= Beginning of Section =

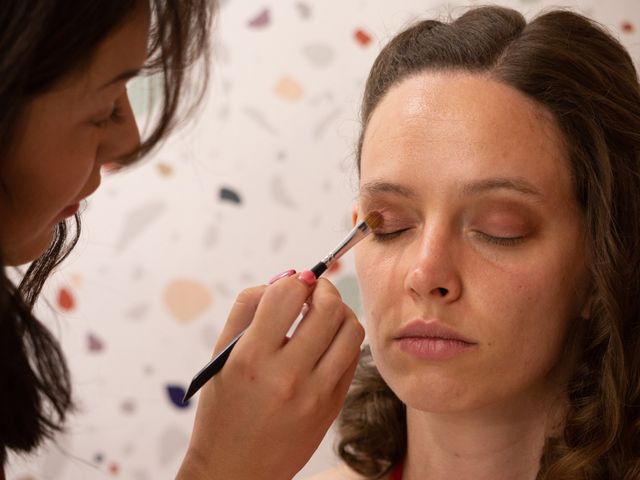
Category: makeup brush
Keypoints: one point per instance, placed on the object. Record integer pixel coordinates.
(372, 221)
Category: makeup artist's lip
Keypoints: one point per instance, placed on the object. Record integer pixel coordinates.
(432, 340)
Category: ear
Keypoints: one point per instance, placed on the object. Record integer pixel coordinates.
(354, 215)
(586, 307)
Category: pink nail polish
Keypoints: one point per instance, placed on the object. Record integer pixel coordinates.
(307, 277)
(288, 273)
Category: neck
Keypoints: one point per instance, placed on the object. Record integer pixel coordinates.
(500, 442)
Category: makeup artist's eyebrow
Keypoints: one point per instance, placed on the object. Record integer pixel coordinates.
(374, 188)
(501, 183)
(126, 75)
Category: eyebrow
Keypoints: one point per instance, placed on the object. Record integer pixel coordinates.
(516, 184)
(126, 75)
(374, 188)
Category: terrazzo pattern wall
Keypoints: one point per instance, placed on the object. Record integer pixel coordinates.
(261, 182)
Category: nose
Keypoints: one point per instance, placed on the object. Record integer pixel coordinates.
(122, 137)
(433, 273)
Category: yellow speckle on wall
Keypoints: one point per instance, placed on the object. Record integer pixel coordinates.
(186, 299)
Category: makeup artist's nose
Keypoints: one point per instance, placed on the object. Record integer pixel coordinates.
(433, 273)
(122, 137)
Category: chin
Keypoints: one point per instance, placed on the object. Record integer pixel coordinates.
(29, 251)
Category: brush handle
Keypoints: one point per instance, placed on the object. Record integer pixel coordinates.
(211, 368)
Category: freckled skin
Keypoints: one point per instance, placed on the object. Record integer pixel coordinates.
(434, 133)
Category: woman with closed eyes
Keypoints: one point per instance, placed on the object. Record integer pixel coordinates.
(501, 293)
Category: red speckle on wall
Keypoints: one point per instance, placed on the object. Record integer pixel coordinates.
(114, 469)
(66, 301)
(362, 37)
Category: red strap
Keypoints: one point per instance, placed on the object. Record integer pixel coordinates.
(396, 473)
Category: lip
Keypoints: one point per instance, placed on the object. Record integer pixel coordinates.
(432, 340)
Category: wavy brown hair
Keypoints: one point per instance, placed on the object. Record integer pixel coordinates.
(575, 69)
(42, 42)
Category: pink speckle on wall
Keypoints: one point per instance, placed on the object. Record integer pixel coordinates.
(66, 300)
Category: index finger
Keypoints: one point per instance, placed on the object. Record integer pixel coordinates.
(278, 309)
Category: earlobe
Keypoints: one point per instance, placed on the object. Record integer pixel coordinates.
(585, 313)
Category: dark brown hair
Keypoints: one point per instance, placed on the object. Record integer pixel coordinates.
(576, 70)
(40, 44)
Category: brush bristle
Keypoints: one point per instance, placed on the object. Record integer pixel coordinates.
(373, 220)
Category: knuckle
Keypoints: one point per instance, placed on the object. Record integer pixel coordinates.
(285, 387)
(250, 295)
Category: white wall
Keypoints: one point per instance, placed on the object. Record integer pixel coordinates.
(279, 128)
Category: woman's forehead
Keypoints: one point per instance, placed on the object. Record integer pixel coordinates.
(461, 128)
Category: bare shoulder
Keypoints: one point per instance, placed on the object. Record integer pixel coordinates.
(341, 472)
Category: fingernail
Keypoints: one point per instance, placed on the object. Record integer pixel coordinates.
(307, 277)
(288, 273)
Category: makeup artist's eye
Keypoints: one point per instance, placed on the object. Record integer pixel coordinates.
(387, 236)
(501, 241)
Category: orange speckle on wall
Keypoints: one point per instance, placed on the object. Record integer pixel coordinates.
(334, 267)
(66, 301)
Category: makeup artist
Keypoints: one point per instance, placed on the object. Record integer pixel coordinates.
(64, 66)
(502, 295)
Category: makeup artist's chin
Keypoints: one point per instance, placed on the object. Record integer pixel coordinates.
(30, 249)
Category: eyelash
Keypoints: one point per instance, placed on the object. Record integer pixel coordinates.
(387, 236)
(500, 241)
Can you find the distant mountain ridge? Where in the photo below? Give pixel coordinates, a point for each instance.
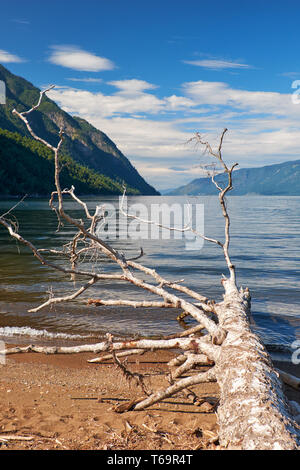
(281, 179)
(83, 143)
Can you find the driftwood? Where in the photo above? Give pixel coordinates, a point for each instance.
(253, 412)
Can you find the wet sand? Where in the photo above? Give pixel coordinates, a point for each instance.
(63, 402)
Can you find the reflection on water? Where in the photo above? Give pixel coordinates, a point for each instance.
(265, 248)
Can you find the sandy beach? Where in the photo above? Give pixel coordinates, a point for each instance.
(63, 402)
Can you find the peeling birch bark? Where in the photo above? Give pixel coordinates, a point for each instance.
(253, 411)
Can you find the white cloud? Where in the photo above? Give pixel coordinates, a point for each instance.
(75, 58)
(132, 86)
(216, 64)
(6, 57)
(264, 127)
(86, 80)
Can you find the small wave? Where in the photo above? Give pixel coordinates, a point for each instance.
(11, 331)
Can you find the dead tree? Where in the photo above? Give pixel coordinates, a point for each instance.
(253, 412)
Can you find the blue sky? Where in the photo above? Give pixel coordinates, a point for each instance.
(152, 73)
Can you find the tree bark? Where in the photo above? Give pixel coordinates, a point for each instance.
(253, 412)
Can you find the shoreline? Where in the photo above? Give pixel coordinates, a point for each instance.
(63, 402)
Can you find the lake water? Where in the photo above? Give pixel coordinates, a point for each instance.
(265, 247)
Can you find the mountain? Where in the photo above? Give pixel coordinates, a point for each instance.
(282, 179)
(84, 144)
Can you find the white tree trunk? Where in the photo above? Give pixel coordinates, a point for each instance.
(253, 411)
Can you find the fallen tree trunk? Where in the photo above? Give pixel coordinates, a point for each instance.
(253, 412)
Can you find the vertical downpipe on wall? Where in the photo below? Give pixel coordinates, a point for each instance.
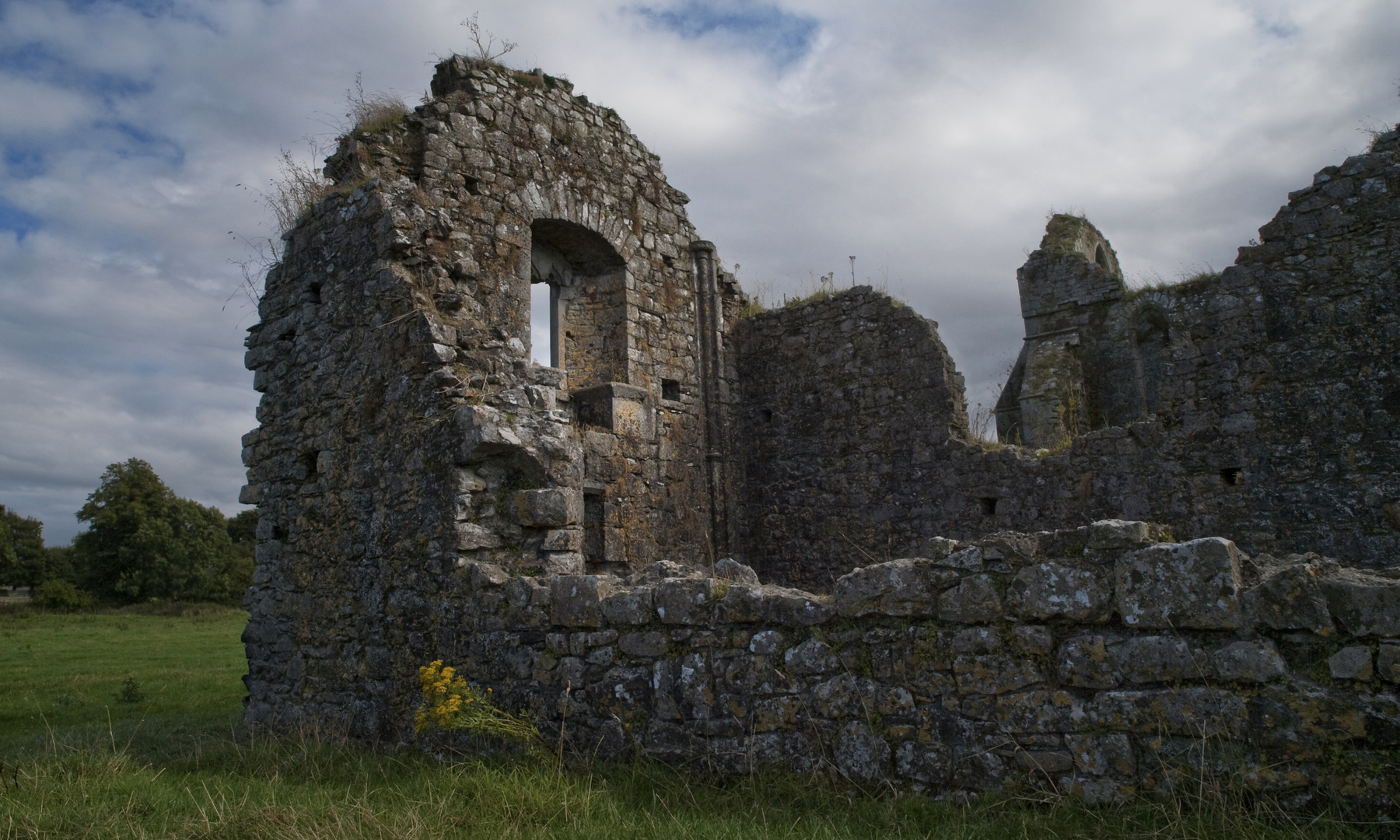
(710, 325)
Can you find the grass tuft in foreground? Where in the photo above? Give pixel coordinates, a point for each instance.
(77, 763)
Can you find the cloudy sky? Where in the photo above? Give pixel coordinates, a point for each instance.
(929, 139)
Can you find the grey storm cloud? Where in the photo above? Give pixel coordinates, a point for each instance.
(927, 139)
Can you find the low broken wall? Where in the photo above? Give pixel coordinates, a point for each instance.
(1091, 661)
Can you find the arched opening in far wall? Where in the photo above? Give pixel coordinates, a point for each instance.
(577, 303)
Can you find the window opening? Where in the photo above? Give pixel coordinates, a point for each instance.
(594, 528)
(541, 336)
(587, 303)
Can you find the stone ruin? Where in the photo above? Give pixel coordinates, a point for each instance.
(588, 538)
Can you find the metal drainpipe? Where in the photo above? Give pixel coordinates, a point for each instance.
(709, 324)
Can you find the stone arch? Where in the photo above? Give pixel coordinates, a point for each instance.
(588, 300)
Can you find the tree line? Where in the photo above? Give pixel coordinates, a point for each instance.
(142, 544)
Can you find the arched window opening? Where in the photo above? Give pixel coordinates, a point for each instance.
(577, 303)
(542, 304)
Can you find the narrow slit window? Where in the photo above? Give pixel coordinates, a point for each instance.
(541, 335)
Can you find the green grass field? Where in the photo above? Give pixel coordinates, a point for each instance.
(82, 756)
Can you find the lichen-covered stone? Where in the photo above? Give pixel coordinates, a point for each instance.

= End of Section =

» WORK REQUIRED:
Write out exactly the lines that run from the top of the listing above to the line containing "Category: eyebrow", both ends included. Omit every picture.

» SOLUTION FOR THIS PROBLEM:
Category: makeup brush
Keypoints: one point per instance, placed on the object. Record integer pixel coordinates.
(372, 221)
Category: makeup artist's lip
Keypoints: one point per instance, placed on the object. Record integer pixel coordinates.
(432, 340)
Category: ear
Keypoints: one point per instance, placed on the object. Record integer pixel coordinates.
(354, 215)
(586, 307)
Category: pink nail polish
Keypoints: one point per instance, placed on the object. Record integer pixel coordinates.
(307, 277)
(288, 273)
Category: neck
Keypoints: one point per instance, placed on the object. Record integer pixel coordinates.
(500, 442)
Category: makeup artist's eyebrow
Keypoints: one point per instance, placed on the object. Record integer pixel coordinates.
(374, 188)
(501, 183)
(126, 75)
Category: eyebrow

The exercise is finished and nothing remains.